Location identification entries
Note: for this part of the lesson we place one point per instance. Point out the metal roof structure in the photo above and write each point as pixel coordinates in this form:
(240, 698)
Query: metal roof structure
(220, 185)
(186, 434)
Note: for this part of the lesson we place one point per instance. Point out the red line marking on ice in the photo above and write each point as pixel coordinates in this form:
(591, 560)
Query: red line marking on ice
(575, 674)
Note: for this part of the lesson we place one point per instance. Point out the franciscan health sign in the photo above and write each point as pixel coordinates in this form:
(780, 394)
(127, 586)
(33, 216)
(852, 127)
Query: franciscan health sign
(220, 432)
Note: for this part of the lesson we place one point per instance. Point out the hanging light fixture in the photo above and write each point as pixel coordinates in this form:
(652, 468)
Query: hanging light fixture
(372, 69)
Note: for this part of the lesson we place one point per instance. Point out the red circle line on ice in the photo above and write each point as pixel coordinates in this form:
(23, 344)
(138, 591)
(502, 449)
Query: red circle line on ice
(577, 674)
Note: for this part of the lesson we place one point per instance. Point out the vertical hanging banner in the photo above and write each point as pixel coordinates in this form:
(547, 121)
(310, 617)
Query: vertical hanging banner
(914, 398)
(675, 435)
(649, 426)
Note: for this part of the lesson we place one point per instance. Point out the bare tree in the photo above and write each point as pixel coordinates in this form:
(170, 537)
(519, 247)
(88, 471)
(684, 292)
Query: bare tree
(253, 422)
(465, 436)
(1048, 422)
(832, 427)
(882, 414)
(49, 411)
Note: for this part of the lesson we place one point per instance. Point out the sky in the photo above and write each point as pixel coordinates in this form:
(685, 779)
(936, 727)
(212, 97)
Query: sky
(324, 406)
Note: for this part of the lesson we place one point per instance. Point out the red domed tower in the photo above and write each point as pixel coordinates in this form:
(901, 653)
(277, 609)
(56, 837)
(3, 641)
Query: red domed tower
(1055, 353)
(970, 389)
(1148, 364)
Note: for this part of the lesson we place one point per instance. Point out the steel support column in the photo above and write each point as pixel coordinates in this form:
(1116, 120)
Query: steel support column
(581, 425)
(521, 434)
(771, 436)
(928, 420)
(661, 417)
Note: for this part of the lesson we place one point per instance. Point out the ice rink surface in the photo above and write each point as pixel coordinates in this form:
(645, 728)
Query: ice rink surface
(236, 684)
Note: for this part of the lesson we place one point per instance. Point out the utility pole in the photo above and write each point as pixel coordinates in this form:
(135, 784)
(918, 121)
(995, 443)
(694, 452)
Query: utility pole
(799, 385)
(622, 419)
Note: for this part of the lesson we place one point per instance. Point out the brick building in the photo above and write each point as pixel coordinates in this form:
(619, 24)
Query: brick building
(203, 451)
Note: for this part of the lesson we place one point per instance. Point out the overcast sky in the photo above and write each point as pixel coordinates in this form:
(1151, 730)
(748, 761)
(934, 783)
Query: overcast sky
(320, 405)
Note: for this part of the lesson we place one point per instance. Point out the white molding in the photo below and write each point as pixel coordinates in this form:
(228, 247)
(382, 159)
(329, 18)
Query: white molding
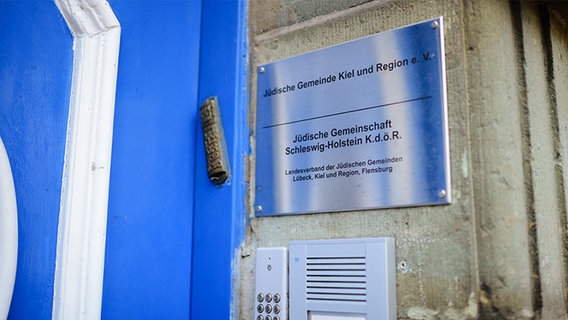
(86, 173)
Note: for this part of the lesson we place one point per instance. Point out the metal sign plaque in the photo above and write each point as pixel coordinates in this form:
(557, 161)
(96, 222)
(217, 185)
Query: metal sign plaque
(355, 126)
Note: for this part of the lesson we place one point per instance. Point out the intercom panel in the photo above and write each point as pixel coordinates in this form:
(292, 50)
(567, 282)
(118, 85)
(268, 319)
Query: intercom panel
(343, 279)
(271, 284)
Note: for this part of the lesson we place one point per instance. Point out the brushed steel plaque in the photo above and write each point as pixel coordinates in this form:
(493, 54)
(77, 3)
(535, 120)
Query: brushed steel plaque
(355, 126)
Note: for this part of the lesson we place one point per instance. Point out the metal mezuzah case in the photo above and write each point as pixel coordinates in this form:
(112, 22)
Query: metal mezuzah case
(218, 168)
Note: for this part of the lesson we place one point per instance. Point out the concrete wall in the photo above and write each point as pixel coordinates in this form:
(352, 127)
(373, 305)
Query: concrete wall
(500, 249)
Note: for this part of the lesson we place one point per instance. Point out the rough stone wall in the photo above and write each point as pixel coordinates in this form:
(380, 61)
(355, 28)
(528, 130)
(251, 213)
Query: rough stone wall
(499, 250)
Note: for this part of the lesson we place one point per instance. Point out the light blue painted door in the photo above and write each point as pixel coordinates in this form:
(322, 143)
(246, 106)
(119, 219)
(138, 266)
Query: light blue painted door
(172, 236)
(151, 200)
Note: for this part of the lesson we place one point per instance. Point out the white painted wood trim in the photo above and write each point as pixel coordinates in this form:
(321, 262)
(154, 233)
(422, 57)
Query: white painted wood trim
(86, 173)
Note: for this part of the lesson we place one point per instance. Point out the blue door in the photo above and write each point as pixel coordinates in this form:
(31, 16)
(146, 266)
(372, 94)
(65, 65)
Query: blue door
(149, 227)
(172, 236)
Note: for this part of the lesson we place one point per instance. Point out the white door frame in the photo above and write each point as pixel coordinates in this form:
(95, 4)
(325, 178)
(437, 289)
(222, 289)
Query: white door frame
(86, 174)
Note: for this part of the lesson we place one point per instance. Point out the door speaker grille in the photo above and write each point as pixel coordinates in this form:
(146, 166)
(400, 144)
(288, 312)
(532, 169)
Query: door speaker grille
(336, 279)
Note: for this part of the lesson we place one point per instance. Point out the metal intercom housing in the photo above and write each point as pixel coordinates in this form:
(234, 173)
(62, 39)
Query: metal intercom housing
(342, 279)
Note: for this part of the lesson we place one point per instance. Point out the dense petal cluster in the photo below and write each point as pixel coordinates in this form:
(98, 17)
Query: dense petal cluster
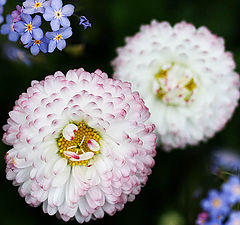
(185, 77)
(219, 204)
(82, 145)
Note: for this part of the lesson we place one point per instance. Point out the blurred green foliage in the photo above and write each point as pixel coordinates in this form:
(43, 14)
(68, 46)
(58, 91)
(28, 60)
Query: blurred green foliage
(180, 178)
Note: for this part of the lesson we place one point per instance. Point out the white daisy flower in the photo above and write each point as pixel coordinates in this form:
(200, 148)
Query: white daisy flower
(185, 77)
(82, 145)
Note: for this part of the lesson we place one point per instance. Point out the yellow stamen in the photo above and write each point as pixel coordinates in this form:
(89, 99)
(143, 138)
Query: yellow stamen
(191, 85)
(79, 145)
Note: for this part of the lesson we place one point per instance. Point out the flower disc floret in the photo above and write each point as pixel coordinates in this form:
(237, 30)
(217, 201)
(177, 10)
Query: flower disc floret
(82, 144)
(185, 77)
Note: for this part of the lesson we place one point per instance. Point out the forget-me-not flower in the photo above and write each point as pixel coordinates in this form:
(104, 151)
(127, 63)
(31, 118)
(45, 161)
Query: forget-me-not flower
(16, 14)
(57, 14)
(1, 11)
(38, 45)
(35, 6)
(28, 28)
(234, 218)
(57, 38)
(215, 204)
(85, 22)
(9, 28)
(3, 2)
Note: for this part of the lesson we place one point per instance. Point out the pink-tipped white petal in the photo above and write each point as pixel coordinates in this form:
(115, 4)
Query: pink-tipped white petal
(93, 145)
(54, 163)
(185, 77)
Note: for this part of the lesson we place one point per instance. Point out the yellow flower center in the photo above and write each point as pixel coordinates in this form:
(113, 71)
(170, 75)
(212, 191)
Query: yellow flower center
(38, 4)
(175, 84)
(77, 151)
(29, 27)
(37, 42)
(58, 37)
(216, 203)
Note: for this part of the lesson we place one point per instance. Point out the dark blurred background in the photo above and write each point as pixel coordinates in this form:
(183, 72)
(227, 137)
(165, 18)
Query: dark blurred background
(180, 179)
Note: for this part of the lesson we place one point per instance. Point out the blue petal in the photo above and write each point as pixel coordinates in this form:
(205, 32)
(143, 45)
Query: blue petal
(46, 4)
(37, 33)
(26, 38)
(19, 27)
(52, 45)
(13, 36)
(61, 44)
(5, 29)
(35, 49)
(49, 14)
(67, 33)
(51, 35)
(1, 19)
(26, 18)
(65, 22)
(9, 19)
(28, 4)
(36, 22)
(29, 10)
(44, 47)
(55, 24)
(3, 2)
(68, 10)
(56, 4)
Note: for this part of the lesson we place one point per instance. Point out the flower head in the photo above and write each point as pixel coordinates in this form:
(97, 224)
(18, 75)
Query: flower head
(82, 144)
(3, 2)
(202, 218)
(234, 218)
(185, 77)
(57, 38)
(38, 45)
(216, 204)
(57, 14)
(35, 6)
(28, 28)
(9, 28)
(85, 22)
(16, 14)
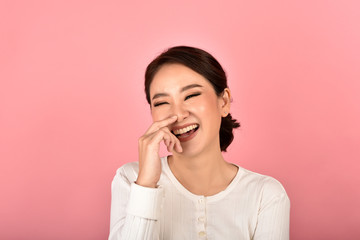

Work instructions>
Please show every line in the listing above that contains the string "wall".

Worked answer>
Note: for this part of the lesson we place one point per instance. Point out the concrete wall in the photo above and write each point as pixel coordinates in this form:
Query: concrete wall
Note: for this part of the lesson we place one point per instance. Point out the rough stone wall in the photo above and write each point as pixel coordinates in this form:
Query: rough stone wall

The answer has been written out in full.